▸ **Document excerpt**:
_ _ _ _ _

Building data: Hong Kong’s building data (including building footprint and floor data) were collected from amap.com. After geometry repairing and cleaning, Hong Kong possessed 260,261 footprints. We further calculated the average floor area ratios (AFAR) of each 600 m × 600 m grid in Hong Kong.

(3)

Street network data: Hong Kong’s street network data were obtained from openstreetmap.org, then cleaned and filtered in the ArcGIS platform. Afterwards, they were converted to raster images by a buffer zone tool, followed by using an ArcScan tool in the ArcGIS Desktop 10.5 (ESRI, Redlands, CA, USA) to generate the road centerline. Then, the topology tool was adopted to break the street network to produce intersection and exclude the breakpoint data in the complete line. All the above data were collected from June 2021 to August 2021.

4. Methodology

4.1. Methodological Framework

Figure 2 illustrates the methodological framework of identifying potential TOD areas in Hong Kong by the RF-TPI model and analyzing the effects of indicators. The scheme was proposed according to the following four procedures: (a) Data collection, cleaning and processing. (b) Construction of geodatabases: Hong Kong was divided by grids with different sizes in the ArcGIS geographic information platform, then the cleaned data was connected to each nearest neighbor grid. (c) Model training and evaluation: the rational training set and test set were established firstly. After continuous iterative learning and parameter adjustment, the optimal RF-TPI model with high recognition accuracy/precision for physical TOD characteristics was ultimately obtained. (d) Identification of potential TOD areas and interpretation of indicators: all study units in Hong Kong were examined by the RF-TPI model to determine whether TOD characteristics exist. Finally, the contributions of different indicators in the identification process were revealed by the SHAP interpreter.

_ _ _ _ _

▸ **Requests**:
1. In the Hong Kong data and methodology text, switch "ArcGIS" to "QGIS" and write out everything from "Street network data: Hong" down to "to August 2021.".
2. Name each procedure of the methodological framework listed in the Hong Kong data and methodology text.

_ _ _ _ _

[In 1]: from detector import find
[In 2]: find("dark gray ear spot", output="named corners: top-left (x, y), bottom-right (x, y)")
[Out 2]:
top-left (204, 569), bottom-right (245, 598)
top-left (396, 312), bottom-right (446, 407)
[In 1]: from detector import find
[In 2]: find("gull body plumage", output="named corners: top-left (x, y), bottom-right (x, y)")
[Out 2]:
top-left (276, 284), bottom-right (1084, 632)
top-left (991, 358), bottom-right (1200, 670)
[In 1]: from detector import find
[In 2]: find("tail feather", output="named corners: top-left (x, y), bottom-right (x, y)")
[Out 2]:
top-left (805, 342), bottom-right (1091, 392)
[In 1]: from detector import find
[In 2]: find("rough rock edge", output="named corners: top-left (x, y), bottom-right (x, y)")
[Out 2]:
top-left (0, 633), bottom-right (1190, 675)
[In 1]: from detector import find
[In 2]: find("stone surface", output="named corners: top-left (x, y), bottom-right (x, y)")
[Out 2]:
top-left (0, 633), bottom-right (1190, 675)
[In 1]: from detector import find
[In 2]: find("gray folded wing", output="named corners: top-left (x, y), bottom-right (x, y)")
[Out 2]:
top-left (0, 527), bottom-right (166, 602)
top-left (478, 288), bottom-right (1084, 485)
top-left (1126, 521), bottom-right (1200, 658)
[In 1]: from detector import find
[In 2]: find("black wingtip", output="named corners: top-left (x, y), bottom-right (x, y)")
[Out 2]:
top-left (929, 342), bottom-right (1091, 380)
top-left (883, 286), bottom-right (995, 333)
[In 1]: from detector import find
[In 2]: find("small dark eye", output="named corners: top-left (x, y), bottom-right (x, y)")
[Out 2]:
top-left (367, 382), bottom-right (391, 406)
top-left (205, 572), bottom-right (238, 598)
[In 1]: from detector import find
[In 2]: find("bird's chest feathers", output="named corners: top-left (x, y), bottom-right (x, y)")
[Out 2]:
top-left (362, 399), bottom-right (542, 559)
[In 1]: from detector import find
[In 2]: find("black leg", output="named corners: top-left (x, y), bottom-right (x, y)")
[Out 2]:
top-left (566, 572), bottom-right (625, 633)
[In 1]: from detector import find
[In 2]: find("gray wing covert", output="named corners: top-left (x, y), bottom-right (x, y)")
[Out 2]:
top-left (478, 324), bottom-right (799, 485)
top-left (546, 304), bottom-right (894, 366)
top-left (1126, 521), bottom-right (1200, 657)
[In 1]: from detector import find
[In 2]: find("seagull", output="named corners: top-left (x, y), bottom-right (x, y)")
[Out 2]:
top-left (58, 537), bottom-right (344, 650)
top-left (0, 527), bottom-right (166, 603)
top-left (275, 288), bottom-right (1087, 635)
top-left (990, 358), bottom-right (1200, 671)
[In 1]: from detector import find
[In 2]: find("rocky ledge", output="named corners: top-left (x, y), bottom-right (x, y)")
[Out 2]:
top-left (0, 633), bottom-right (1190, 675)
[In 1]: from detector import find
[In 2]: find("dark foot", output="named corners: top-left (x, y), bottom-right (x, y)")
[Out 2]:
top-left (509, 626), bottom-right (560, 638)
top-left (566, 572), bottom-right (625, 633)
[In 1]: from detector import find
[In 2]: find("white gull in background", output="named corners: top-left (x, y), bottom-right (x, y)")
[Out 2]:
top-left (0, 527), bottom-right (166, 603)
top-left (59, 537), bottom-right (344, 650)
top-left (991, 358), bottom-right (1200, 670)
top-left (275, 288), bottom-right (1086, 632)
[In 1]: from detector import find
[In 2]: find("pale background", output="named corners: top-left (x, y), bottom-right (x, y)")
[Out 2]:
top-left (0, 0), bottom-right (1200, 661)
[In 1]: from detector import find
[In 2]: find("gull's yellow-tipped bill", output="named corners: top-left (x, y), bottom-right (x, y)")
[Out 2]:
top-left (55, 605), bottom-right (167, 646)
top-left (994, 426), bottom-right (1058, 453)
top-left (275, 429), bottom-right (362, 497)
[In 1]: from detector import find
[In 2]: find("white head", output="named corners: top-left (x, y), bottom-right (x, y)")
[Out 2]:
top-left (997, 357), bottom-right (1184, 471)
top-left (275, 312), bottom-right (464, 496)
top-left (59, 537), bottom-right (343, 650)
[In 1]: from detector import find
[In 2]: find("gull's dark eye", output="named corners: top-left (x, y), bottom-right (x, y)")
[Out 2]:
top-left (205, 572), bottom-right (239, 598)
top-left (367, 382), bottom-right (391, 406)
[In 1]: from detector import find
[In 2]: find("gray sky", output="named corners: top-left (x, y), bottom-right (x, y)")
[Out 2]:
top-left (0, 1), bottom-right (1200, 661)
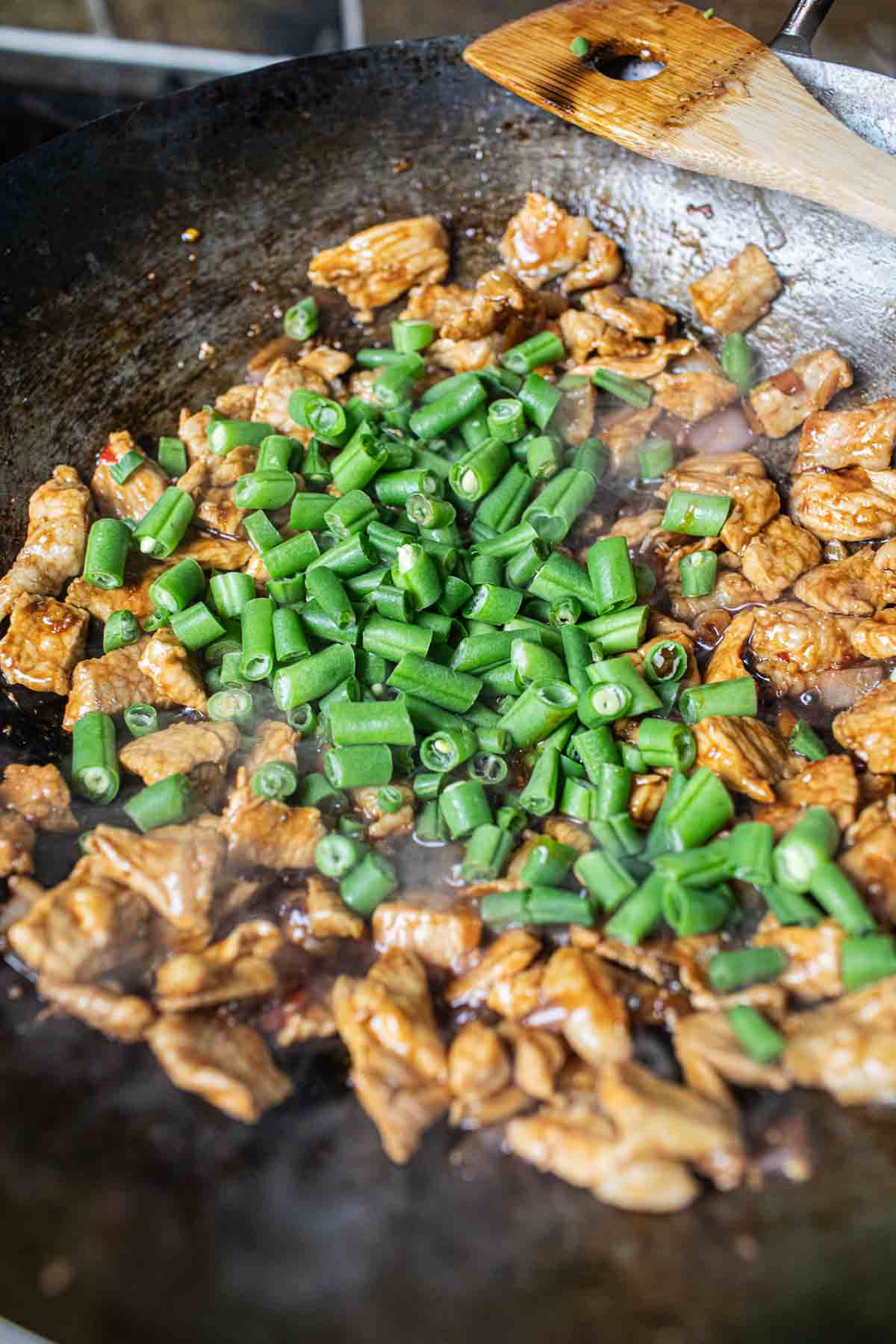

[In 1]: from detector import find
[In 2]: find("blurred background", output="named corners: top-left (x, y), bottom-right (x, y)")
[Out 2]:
top-left (0, 0), bottom-right (896, 161)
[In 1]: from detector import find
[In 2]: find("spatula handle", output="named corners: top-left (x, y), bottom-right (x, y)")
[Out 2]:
top-left (771, 0), bottom-right (834, 57)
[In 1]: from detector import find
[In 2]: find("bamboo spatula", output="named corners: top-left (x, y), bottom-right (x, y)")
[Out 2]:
top-left (464, 0), bottom-right (896, 234)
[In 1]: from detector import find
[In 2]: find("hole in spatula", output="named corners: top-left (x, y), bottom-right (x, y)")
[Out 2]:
top-left (592, 52), bottom-right (666, 84)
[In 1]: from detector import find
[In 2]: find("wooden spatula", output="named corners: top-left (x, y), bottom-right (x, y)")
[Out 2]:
top-left (464, 0), bottom-right (896, 234)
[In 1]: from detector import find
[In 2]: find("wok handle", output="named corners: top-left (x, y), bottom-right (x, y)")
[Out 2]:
top-left (771, 0), bottom-right (834, 57)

_ _ _ _ _

▸ **The replies**:
1.
Street network data: Hong Kong’s street network data were obtained from openstreetmap.org, then cleaned and filtered in the QGIS platform. Afterwards, they were converted to raster images by a buffer zone tool, followed by using an ArcScan tool in the QGIS Desktop 10.5 (ESRI, Redlands, CA, USA) to generate the road centerline. Then, the topology tool was adopted to break the street network to produce intersection and exclude the breakpoint data in the complete line. All the above data were collected from June 2021 to August 2021.

2.
(a) Data collection, cleaning and processing
(b) Construction of geodatabases
(c) Model training and evaluation
(d) Identification of potential TOD areas and interpretation of indicators